- TO BE DONE: Retype only what runs from the line that contains "Mark each instance of the hand" through the last line of the listing below, both lines included.

- SUPPLIED MATERIAL:
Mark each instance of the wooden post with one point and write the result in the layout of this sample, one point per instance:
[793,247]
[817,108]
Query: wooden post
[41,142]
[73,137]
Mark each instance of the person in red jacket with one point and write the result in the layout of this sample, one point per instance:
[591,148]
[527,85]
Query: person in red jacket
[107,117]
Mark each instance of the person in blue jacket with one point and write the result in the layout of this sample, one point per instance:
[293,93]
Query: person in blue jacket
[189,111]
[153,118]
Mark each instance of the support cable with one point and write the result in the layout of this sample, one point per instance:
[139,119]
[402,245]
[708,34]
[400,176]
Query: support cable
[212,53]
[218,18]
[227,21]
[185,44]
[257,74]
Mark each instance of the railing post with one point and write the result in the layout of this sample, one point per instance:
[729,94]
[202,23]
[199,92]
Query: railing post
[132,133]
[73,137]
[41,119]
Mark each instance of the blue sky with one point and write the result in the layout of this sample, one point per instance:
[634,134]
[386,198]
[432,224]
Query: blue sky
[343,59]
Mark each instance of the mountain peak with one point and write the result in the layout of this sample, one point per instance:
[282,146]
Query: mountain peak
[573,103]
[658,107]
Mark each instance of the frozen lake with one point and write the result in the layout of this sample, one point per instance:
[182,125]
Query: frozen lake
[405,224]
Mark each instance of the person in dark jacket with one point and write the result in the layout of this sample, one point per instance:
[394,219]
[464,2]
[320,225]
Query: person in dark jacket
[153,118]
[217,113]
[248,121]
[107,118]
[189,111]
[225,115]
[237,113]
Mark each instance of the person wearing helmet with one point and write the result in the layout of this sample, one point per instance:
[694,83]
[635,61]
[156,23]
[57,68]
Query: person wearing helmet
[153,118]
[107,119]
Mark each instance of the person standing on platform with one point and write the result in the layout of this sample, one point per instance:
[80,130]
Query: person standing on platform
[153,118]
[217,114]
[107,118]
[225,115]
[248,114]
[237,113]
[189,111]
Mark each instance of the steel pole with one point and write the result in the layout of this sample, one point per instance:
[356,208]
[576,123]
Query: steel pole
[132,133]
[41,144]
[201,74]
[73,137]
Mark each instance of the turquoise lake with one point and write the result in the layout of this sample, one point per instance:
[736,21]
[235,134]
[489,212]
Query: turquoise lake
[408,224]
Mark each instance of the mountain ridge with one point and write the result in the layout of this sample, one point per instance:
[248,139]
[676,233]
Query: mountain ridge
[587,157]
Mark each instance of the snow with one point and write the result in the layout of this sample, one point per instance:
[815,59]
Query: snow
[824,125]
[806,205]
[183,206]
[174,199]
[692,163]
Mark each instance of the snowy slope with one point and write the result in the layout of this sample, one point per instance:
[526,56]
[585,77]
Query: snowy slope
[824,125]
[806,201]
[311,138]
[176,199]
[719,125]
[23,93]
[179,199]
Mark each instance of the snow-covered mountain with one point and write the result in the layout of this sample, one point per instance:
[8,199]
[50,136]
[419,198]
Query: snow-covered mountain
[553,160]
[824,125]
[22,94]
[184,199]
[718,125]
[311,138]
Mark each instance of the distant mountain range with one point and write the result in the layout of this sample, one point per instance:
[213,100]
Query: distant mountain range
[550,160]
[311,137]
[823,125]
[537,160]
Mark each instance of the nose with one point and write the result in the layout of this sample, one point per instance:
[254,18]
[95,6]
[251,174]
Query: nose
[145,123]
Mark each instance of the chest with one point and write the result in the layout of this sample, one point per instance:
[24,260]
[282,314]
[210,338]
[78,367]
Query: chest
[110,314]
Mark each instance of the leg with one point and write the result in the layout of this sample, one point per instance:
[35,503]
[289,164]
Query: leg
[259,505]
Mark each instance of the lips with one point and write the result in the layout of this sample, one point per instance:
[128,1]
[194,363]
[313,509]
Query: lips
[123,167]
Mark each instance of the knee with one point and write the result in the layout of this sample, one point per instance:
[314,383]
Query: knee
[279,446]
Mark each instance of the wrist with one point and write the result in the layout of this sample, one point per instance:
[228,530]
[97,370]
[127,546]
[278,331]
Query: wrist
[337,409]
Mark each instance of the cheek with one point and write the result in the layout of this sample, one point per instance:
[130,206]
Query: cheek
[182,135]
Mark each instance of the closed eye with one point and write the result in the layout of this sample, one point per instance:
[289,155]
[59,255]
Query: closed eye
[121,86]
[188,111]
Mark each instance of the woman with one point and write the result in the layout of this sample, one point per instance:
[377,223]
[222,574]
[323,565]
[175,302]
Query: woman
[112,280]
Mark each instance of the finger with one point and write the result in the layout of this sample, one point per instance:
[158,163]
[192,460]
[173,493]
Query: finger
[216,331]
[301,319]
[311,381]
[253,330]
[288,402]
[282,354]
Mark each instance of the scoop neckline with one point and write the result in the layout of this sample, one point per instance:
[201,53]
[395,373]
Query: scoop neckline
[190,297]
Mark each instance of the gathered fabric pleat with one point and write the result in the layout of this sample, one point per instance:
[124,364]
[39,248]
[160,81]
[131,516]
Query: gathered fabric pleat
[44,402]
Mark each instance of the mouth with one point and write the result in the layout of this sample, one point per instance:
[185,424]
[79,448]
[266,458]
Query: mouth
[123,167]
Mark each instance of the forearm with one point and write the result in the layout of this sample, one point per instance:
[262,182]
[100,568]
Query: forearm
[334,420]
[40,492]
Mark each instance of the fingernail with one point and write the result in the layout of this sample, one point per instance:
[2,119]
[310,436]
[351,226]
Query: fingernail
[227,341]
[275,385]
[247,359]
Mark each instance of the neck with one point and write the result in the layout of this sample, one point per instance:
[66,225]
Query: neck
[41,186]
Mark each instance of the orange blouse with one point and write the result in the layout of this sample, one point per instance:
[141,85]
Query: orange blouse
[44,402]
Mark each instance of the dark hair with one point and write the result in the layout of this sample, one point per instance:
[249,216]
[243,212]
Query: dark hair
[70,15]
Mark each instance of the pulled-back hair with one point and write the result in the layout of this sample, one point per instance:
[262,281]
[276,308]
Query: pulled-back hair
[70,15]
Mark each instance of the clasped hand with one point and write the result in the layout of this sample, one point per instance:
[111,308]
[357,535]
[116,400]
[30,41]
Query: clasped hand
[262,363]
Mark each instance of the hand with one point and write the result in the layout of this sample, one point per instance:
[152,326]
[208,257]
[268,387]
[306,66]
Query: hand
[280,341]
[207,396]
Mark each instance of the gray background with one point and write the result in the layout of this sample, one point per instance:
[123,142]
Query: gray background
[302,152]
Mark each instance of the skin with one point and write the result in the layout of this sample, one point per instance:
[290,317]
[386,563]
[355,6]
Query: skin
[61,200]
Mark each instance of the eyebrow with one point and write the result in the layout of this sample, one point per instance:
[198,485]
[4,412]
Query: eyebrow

- OUTPUT OF THE EXERCISE:
Mark each instance of the hand with one point and write the result in the layout of this sample, one point per instance:
[152,326]
[208,257]
[268,387]
[306,66]
Query: hand
[280,341]
[207,396]
Mark each instance of the gray background with one point and write the result in the layout of this sample, one point per instance:
[123,142]
Query: gray background
[302,152]
Mark each instance of the skin with one point and write the result in the layout of this sample, one point per instance:
[290,317]
[386,563]
[355,6]
Query: skin
[61,200]
Mark each instance of the eyebrow with one point and write the result in the layout of this sample, one point per instance:
[198,485]
[4,412]
Query: eyebrow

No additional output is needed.